**Task description**
Render the material below as a Markdown table, beginning at the line that contains "Find logo on" and running through the end of the material. Use a Number column for the row number and a Content column for the line, and leave out blank lines.

--- start ---

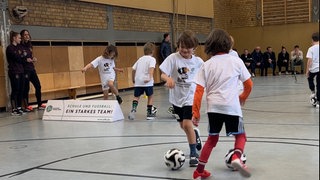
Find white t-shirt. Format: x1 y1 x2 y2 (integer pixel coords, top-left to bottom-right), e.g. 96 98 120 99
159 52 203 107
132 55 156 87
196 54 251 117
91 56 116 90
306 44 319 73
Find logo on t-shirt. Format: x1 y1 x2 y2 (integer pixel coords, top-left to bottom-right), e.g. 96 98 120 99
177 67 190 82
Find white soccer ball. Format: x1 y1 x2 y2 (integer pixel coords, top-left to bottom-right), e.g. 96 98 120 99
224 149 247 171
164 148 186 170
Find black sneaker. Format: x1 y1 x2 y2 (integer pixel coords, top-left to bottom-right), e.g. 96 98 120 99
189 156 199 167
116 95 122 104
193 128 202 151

--- end ---

**Final answer**
| Number | Content |
|---|---|
| 1 | Find logo on t-shirt. Format: x1 y1 x2 y2 (integer pixel coords, top-left to bottom-right), e.g. 96 98 120 99 |
| 2 | 177 67 190 82 |
| 3 | Find white soccer ball. Format: x1 y1 x2 y2 (integer pixel coords, top-left to bottom-right), e.g. 96 98 120 99 |
| 4 | 224 149 247 171 |
| 5 | 164 148 186 170 |
| 6 | Find black sneaker. Format: x1 y1 x2 y2 (integer pixel coords, top-left to bottom-right), e.g. 96 98 120 99 |
| 7 | 189 156 199 167 |
| 8 | 116 95 122 104 |
| 9 | 193 128 202 151 |